* [MATERIAL FOR THIS TASK]
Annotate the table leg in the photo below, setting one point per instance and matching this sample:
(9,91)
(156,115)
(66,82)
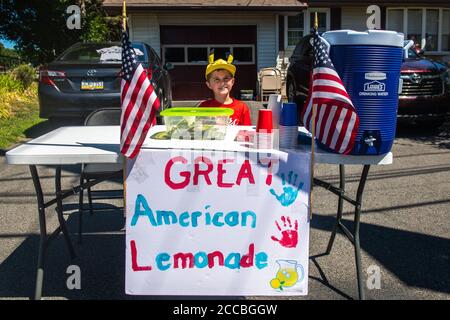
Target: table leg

* [THE PROBLEM] Every line above that holds the string "table" counts once; give the total and nothing more.

* [OUTPUT FOR THIS EXERCISE] 2